* **PROMPT**: Rewrite every one of the records below with "Class" substituted for "Category". Keep everything else the same.

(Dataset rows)
※ ※ ※

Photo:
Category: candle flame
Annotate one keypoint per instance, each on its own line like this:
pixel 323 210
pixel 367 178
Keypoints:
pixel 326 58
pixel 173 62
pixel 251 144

※ ※ ※

* **ANSWER TO THE PROBLEM**:
Photo:
Class: candle flame
Annotate one keypoint per instance, each on its own line like this:
pixel 323 210
pixel 367 178
Keypoints:
pixel 326 58
pixel 173 62
pixel 251 144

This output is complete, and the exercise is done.